**TASK REQUIREMENTS**
List every line in the listing below that contains the string "white".

Part of a data file:
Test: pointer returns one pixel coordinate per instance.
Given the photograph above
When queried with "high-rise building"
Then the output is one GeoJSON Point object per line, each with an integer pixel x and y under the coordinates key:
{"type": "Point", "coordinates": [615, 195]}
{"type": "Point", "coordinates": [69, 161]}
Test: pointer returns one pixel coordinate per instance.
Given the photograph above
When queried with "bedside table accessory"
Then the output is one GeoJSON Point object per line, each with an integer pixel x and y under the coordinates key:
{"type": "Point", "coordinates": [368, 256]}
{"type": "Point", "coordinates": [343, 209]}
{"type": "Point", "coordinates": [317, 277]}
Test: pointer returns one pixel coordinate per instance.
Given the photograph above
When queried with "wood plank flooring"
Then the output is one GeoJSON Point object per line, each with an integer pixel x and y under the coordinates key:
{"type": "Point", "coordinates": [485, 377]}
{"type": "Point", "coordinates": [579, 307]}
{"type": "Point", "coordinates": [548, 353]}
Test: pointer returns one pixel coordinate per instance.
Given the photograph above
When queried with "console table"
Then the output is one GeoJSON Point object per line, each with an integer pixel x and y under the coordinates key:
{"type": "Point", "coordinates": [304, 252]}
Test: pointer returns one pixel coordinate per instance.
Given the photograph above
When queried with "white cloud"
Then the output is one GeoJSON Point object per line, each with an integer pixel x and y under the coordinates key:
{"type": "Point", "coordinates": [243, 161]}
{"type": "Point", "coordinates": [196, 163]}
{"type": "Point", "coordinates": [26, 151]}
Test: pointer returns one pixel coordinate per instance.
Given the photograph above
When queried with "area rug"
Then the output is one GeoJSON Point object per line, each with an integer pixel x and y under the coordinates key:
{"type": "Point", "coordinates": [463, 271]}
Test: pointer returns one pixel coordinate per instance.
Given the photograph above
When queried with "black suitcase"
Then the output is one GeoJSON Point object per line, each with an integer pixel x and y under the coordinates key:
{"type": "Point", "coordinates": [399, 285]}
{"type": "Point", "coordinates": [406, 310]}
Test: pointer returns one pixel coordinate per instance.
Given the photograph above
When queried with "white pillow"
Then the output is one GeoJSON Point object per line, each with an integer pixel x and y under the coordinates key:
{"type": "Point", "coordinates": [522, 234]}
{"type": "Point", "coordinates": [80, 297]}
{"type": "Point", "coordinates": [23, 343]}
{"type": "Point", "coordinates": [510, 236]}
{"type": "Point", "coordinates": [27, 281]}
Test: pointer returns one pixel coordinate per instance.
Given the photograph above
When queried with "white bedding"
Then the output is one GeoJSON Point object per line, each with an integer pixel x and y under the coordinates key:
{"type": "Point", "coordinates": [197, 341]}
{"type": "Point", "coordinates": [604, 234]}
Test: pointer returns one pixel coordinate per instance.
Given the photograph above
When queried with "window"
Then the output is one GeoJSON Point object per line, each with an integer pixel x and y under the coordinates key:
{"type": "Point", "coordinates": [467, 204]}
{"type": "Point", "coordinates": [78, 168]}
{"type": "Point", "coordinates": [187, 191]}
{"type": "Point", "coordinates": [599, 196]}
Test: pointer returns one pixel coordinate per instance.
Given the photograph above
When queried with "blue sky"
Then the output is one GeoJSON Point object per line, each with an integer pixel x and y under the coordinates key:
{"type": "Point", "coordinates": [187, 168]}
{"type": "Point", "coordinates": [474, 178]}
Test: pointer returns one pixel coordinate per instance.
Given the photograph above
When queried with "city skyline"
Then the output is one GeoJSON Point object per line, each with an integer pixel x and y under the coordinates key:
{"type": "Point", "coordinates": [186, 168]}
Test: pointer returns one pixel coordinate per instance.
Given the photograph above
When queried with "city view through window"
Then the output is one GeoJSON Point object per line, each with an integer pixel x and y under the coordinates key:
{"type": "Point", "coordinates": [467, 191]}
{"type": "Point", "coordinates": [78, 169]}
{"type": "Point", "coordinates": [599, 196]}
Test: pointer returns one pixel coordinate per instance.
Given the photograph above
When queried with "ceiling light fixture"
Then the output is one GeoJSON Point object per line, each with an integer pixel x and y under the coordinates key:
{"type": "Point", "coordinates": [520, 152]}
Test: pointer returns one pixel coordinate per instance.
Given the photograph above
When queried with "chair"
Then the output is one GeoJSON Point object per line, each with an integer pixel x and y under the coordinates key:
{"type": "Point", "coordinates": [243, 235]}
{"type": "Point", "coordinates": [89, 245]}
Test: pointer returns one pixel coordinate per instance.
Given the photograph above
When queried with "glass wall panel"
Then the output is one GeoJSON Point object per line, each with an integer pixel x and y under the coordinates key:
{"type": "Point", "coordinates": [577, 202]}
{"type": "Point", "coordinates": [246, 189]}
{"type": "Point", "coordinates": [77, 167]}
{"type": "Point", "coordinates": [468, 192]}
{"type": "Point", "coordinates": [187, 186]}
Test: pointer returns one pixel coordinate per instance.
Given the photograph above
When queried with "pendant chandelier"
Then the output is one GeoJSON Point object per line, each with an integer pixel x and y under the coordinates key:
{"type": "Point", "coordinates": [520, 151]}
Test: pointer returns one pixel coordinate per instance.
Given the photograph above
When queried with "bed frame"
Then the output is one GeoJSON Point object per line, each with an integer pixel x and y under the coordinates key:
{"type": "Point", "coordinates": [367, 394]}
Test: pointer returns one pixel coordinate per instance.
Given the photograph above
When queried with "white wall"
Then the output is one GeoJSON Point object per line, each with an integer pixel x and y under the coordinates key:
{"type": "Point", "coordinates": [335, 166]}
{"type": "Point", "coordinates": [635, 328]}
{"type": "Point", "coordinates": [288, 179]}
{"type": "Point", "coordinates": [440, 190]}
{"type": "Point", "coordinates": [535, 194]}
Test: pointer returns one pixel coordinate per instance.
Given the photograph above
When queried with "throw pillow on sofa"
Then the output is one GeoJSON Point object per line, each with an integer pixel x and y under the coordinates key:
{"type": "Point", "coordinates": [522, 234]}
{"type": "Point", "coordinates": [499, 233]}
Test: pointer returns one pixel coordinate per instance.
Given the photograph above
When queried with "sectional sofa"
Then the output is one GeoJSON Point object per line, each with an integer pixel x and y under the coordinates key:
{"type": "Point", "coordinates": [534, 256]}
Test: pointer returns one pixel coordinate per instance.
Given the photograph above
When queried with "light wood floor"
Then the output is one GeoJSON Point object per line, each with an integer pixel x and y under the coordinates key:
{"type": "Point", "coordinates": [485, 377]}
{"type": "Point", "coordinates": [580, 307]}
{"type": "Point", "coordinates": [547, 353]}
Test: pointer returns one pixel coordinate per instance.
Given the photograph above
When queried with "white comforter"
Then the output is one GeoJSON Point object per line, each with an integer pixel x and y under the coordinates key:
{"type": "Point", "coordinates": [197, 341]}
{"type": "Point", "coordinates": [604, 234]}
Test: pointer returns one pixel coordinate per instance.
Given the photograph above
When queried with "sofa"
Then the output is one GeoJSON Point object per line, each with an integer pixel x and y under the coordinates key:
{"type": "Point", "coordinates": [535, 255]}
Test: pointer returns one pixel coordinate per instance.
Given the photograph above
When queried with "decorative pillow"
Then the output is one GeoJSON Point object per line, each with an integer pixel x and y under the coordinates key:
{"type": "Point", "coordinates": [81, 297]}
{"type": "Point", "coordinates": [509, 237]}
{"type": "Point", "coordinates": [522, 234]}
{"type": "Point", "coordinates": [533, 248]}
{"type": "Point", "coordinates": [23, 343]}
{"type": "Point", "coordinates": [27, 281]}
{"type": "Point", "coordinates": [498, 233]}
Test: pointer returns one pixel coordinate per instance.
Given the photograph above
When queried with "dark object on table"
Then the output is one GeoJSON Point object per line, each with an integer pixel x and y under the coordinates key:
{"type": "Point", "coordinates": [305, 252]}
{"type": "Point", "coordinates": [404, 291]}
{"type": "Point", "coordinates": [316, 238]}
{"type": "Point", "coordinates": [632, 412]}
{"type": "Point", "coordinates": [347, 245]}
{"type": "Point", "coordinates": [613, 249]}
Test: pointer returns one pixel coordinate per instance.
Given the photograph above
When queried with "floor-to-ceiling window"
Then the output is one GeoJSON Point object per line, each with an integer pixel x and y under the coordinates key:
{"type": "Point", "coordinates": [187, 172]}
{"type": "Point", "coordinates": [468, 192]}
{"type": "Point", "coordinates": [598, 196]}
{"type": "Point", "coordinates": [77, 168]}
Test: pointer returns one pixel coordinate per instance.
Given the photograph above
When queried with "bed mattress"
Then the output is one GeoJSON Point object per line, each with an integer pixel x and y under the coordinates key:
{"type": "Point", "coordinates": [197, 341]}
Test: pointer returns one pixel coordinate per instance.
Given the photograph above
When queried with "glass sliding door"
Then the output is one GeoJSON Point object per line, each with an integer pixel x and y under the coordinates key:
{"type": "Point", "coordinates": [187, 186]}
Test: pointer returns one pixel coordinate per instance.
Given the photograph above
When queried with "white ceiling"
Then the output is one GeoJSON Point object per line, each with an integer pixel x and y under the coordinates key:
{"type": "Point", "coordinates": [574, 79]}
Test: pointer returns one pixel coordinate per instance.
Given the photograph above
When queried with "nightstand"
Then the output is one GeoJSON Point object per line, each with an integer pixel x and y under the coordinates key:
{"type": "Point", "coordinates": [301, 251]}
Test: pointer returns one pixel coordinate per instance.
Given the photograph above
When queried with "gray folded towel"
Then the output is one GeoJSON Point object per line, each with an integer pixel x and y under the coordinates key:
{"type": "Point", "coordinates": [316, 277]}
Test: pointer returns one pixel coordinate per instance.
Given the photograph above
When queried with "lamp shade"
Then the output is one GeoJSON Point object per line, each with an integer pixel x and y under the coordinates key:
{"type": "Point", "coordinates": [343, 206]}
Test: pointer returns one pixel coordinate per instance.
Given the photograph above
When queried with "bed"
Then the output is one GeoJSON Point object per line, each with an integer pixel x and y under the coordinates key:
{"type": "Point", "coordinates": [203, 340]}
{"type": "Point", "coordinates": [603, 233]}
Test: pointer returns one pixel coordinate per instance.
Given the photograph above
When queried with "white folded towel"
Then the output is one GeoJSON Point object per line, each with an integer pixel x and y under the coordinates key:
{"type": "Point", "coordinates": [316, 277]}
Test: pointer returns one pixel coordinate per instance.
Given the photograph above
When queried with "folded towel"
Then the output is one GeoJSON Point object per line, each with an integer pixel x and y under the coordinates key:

**THE REPLY**
When queried with "white cloud"
When queried with "white pillow"
When queried with "white bedding"
When queried with "white wall"
When queried with "white comforter"
When queried with "white ceiling"
When queried with "white folded towel"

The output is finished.